* [Sayfa]:
%%

Bir sorunuz mu var?
KONKORDATO KOMİSERLİĞİ UYGULAMASINDA KARŞILAŞILAN SORUNLAR
Bilindiği gibi Konkordato isteyen şirketler/şahıslar (gerçek veya tüzel kişiler) öncelikle; şirketin ilgili belgeleri ile, Ön Projelerini ve bu projeye alınması gereken, Kamu Gözetimi Kurumu’ndan (KGK) yetkilendirilmiş Bağımsız Denetim Kuruluşları/Şirketleri tarafından verilen MAKUL GÜVENCE RAPORU’nu alarak ticaret mahkemesine müracaat ederek Konkordato Talebinde bulunurlar.
Yeri gelmişken belirtmek isterim ki; KGK’nın 6 kişilik Kurul Üyelerinin 23/03/2020 tarihi itibariyle aldıkları (tartışmalı !…) karara göre, Makul Güvence Raporunu daha önce yetkilendirdikleri Bağımsız Denetim Kuruluşları (Kayik Hariç ve Kayik Dahil) verebilirken, bu karar ve bu tarihten sonra sadece Kayik Dahil denetim yapan şirketler tarafından yapılacağını bilgilerinize sunarım.

%%

* [İşlenecek kayıtlar]:
%%

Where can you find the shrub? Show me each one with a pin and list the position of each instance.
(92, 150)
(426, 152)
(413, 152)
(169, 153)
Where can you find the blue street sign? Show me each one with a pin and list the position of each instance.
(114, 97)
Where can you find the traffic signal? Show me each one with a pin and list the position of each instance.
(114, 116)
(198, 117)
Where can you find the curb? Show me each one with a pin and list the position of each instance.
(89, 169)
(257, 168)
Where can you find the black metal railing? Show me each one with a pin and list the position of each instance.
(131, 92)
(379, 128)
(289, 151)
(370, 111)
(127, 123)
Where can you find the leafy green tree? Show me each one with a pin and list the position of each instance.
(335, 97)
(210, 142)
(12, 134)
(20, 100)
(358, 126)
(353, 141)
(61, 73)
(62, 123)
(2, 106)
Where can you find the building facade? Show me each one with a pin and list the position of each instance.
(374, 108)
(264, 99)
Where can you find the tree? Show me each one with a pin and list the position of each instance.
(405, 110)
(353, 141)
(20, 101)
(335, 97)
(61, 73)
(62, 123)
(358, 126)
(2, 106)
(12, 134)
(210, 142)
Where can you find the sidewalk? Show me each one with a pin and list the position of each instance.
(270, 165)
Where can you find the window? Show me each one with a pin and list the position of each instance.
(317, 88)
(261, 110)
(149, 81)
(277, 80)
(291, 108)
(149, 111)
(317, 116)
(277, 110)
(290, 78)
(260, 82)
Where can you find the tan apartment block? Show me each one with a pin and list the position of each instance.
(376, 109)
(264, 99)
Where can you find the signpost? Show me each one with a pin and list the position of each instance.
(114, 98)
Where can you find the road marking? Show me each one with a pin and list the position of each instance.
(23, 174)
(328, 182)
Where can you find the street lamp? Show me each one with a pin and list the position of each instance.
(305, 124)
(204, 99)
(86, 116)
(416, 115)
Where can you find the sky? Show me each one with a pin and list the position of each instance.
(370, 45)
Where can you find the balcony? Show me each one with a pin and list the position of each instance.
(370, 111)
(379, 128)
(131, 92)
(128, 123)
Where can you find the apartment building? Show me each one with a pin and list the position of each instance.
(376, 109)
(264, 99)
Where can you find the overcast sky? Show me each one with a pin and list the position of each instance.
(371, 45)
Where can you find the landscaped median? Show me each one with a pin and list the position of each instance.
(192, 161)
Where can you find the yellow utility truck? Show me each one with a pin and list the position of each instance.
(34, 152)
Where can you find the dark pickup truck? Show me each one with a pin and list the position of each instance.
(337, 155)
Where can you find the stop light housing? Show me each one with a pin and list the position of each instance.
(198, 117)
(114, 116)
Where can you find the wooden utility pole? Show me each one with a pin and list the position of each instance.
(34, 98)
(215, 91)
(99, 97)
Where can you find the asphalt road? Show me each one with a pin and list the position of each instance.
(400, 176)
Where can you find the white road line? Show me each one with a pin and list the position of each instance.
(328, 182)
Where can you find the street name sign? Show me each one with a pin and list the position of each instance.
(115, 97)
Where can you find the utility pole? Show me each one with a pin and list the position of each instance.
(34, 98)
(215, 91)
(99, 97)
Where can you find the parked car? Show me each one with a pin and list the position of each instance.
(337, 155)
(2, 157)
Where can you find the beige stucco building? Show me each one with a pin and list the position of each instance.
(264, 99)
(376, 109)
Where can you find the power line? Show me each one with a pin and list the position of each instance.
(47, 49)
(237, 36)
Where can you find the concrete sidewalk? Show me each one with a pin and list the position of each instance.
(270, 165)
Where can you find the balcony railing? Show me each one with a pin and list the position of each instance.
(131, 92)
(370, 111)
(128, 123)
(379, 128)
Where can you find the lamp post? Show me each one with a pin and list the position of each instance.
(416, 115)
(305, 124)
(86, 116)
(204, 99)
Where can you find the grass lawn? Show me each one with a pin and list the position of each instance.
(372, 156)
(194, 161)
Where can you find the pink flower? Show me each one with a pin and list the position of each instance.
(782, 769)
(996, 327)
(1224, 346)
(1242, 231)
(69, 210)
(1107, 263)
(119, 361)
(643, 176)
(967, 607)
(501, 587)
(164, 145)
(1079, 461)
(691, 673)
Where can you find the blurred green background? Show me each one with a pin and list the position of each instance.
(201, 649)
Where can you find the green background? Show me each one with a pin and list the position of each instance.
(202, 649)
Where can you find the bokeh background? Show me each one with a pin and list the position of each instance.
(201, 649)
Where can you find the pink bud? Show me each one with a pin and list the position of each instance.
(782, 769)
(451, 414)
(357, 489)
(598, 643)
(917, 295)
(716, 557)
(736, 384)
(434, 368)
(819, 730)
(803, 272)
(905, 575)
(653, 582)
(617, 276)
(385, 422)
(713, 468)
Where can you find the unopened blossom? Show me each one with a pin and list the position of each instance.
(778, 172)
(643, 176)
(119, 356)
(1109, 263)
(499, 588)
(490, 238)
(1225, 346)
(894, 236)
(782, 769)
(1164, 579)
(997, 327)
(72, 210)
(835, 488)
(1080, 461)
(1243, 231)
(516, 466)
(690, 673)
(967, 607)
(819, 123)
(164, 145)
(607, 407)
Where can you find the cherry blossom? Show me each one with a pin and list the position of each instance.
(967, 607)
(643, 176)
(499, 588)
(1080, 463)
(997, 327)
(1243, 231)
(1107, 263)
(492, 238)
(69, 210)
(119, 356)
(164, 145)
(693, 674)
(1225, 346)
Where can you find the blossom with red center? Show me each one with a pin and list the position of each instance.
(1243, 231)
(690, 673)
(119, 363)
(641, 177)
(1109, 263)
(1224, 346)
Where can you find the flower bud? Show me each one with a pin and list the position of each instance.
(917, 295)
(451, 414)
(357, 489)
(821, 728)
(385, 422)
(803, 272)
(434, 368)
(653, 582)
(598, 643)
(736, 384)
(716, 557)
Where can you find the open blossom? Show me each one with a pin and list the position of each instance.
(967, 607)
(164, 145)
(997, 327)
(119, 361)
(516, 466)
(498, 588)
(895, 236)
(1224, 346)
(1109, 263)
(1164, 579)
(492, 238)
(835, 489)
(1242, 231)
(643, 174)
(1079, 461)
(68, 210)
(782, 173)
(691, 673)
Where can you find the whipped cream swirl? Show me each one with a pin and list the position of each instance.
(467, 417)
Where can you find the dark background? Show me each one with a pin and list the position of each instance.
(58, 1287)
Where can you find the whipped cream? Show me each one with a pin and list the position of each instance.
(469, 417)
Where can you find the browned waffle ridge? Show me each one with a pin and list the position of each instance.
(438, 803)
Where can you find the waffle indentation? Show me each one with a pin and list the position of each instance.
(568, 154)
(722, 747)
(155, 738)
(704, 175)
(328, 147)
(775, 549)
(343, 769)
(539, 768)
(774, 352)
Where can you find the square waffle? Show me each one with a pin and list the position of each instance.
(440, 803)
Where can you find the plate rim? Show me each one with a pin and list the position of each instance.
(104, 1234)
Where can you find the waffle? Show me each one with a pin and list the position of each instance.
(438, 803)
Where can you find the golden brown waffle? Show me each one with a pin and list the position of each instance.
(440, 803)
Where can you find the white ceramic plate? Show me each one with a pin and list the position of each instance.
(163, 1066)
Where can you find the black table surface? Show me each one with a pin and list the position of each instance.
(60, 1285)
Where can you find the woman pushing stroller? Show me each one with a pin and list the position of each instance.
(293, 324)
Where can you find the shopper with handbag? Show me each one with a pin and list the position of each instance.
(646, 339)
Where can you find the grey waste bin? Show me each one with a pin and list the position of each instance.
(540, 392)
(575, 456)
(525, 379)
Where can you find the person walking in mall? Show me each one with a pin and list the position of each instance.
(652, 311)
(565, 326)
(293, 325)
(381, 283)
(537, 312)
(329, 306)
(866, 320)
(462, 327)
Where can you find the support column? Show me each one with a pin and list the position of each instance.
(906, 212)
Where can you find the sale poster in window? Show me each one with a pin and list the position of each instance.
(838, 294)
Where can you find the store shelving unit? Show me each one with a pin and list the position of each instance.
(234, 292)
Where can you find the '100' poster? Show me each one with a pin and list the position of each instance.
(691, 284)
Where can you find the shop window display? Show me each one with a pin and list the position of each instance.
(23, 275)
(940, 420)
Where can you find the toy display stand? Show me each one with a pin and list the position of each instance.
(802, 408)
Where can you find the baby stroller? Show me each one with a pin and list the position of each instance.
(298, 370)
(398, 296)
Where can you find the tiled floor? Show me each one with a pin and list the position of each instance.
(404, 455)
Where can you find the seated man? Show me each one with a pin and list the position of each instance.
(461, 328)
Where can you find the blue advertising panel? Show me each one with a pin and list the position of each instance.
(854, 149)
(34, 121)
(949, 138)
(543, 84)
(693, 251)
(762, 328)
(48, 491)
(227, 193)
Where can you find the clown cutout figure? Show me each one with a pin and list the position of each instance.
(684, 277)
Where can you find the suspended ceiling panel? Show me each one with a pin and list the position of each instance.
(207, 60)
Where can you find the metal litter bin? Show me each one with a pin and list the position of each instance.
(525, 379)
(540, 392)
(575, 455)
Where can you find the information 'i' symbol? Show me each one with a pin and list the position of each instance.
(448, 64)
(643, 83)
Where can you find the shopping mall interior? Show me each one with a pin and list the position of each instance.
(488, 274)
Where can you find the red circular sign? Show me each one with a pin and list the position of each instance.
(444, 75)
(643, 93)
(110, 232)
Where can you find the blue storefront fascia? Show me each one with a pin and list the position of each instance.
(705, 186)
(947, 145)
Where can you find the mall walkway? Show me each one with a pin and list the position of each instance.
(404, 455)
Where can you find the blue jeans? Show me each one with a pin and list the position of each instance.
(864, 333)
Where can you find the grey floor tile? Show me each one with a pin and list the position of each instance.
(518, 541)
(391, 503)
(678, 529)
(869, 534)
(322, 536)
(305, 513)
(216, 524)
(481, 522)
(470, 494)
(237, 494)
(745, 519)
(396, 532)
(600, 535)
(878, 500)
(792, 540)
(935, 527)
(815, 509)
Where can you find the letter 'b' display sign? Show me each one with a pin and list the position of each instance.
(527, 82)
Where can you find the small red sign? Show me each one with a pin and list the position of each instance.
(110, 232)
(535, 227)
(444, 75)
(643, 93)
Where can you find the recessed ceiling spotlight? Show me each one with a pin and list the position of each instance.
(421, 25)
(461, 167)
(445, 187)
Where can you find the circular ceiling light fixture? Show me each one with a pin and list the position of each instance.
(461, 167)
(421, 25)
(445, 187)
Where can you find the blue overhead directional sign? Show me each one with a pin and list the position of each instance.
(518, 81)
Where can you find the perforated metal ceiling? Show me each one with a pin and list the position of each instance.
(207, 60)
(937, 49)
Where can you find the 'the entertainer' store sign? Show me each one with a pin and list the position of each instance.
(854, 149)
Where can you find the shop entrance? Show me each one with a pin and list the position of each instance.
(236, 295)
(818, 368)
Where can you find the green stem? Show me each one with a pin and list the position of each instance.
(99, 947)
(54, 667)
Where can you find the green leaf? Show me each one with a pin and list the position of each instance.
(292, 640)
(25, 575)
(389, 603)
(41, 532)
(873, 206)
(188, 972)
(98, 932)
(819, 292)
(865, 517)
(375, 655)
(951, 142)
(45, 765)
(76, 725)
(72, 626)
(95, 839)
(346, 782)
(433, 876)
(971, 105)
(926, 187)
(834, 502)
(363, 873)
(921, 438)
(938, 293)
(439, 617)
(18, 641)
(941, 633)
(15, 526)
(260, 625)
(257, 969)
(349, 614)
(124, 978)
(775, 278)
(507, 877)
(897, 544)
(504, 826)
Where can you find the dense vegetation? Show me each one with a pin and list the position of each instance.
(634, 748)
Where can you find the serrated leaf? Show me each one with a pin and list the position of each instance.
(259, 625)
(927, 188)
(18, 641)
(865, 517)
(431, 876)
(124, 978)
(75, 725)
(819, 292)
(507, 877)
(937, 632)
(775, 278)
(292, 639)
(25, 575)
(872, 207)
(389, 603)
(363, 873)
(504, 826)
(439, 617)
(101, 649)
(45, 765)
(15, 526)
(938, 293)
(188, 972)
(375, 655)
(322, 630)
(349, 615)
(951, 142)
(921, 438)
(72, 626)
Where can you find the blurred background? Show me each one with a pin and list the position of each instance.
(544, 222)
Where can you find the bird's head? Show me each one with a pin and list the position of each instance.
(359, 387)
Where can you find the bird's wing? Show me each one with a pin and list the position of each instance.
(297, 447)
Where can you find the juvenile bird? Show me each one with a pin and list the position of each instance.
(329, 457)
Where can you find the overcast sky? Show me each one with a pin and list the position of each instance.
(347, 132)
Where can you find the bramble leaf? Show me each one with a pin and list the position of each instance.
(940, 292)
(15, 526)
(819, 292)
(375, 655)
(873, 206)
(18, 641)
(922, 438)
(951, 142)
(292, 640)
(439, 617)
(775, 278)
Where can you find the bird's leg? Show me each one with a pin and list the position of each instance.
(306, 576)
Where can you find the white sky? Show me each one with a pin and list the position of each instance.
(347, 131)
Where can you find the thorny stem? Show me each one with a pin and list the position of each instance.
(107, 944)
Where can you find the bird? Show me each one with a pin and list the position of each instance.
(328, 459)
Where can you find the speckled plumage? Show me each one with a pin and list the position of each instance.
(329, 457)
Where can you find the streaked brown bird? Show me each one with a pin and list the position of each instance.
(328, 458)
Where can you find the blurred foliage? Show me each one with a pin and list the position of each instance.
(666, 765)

%%

* [Alıştırma görevleri]:
1) Kayıtlarda "railing" sözcüğünün geçtiği satırların hepsini olduğu gibi gösterir misiniz?
2) Konkordato komiserliği uygulamasındaki sorunları anlatan yazıyı son cümlesinden sonra devam ettirir misiniz?

* [Verilen yanıtlar]:
1)
Where can you find the black metal railing? Show me each one with a pin and list the position of each instance.
Where can you find the balcony railing? Show me each one with a pin and list the position of each instance.

2)
Mahkeme evraklar üzerinden yaptığı inceleme sonucunda Konkordato Talebini kabul ettiğinde müracaat eden şirkete/şahısa 3 ay Geçici Mühleti verir. Daha sonra Konkordato Komiser Heyetinin mahkemeye verdiği şirketle ilgili raporlar çok önemlidir.
Mahkeme heyeti Komiser Heyetinin raporlarını ve diğer müracaatları gözönüne alarak 3 ay sonunda Geçici Mühleti, Kesin Mühlete çevirerek (12 Ay) daha uzatabilir. 12 aydan sonra da verilecek raporlar ışığında 6 ay daha uzatma verilebilinir. Amaç şirketi yaşatmaktır.
Bu kısa girişten sonra, konkordato talebine olumlu bakan ve geçici mühleti veren mahkeme, kararında İcra ve İflas Kanunu’na (İİK) göre o şirkete “Konkordato Komiseri” atayarak görevlendirir.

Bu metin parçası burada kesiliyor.